--- EXERCISE MATERIAL ---

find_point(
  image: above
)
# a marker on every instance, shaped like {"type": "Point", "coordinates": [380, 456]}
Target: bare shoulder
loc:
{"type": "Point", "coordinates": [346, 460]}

---

__SET EXERCISE__
Please echo these records line for line, with nothing changed.

__COMPLETED EXERCISE__
find_point(
  image: above
)
# a marker on every instance, shaped like {"type": "Point", "coordinates": [380, 456]}
Target: bare shoulder
loc:
{"type": "Point", "coordinates": [346, 460]}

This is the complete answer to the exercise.